▶ **Requirements**: Please tally the lines in the listing below that contain the string "seed", with case counting, and give only the number.

........

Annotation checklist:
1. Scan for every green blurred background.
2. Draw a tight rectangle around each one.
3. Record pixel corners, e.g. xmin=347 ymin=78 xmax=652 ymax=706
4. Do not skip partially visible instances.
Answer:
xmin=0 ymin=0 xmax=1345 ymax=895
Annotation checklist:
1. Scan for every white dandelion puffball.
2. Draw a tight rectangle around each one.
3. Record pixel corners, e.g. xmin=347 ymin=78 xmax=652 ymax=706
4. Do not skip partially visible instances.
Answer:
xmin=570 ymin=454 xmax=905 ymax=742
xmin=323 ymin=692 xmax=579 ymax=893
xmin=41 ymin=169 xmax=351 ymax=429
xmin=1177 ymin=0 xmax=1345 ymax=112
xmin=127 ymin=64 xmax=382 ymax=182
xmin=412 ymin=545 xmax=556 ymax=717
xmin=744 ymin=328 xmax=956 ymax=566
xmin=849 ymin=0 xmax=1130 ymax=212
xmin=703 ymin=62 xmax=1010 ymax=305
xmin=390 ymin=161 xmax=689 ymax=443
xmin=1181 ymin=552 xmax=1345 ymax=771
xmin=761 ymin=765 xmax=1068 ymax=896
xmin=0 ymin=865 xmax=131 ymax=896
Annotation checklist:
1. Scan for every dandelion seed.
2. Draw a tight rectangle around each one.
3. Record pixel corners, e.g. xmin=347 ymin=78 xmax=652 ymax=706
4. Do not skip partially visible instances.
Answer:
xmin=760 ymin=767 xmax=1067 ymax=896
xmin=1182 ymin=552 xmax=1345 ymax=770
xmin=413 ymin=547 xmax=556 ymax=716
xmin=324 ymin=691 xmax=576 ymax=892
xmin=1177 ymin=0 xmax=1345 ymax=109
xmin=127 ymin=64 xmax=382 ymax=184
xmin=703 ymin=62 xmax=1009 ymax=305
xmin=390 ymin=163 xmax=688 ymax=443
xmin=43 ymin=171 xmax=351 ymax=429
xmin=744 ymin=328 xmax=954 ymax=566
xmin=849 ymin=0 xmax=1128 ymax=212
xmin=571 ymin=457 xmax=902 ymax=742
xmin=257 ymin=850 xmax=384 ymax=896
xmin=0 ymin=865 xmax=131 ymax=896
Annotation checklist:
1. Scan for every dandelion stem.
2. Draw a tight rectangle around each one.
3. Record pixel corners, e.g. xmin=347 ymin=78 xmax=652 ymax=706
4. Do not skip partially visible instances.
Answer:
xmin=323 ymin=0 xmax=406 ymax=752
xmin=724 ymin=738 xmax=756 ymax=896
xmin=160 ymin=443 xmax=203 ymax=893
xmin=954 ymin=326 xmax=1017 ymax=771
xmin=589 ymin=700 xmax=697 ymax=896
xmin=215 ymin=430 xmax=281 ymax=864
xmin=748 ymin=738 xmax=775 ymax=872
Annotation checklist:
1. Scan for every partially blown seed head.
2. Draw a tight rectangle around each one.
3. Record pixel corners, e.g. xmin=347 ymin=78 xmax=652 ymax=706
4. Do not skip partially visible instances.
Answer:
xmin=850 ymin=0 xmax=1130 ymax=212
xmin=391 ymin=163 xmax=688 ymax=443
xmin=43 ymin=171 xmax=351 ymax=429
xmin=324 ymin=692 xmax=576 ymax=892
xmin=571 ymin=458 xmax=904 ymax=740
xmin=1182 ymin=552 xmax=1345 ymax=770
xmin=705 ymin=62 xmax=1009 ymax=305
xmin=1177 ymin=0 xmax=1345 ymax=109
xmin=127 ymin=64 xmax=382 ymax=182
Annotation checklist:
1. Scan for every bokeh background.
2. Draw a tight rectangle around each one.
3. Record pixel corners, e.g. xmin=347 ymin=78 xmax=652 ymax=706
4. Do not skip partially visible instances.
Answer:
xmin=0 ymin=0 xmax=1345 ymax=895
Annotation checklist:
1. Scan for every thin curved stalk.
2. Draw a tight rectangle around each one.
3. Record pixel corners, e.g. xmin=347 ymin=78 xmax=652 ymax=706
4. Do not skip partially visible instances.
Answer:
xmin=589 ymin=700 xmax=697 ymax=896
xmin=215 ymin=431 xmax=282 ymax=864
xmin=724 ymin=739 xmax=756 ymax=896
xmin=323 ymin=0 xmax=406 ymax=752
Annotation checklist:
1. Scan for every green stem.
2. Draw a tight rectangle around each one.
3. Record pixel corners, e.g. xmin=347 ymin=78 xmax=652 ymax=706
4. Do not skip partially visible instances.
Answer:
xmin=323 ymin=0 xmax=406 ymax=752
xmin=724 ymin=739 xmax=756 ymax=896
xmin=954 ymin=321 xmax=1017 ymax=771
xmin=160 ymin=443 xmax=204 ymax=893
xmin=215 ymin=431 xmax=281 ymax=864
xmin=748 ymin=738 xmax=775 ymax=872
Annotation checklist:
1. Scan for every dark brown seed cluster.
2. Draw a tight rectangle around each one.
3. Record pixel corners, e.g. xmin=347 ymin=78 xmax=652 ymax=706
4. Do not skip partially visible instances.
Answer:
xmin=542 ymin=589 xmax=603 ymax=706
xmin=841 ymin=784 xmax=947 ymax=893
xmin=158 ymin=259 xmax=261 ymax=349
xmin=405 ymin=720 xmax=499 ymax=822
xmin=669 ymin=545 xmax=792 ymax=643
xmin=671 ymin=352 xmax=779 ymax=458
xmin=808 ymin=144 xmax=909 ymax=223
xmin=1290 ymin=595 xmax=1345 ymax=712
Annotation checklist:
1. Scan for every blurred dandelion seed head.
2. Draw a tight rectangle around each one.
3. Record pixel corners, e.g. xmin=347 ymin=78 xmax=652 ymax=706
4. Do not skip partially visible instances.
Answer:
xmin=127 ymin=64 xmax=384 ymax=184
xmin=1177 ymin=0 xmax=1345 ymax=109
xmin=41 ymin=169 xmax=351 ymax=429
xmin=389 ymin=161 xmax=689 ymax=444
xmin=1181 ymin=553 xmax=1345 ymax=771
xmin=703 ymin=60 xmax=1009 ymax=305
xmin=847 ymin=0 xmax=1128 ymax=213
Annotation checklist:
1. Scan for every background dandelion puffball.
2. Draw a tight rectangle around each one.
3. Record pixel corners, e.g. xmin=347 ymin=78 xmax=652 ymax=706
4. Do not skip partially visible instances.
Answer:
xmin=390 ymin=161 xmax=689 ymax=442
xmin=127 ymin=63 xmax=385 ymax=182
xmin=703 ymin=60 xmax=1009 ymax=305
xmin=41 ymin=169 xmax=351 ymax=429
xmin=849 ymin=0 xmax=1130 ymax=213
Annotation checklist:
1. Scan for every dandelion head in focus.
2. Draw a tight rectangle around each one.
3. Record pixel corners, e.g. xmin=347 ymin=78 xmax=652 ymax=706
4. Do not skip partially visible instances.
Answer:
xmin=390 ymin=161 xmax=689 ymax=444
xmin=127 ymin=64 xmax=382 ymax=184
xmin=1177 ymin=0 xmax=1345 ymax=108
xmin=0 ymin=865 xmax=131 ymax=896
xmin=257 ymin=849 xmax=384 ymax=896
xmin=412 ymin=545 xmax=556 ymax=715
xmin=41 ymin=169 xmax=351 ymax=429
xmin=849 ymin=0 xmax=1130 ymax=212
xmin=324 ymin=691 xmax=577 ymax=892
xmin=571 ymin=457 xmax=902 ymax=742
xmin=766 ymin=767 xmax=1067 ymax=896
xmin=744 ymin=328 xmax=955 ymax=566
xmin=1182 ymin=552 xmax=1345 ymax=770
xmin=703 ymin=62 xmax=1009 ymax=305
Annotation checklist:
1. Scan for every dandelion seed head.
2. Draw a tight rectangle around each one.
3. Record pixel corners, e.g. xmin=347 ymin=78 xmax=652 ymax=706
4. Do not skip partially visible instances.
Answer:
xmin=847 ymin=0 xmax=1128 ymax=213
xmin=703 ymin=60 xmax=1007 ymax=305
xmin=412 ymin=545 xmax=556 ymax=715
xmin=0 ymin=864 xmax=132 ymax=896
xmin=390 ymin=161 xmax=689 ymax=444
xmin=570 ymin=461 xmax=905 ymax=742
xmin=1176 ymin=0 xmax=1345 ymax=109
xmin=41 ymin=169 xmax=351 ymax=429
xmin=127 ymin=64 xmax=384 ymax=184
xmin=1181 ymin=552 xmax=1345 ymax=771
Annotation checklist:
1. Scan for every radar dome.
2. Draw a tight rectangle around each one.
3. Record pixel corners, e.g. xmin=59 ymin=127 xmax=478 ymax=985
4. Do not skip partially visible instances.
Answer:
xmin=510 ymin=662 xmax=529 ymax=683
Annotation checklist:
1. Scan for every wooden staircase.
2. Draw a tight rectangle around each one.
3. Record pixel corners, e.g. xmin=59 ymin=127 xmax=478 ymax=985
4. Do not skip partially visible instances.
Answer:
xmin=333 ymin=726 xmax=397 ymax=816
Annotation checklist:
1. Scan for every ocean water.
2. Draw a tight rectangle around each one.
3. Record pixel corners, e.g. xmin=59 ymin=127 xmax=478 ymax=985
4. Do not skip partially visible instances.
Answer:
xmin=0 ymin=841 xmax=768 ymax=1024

........

▶ **Response**: 5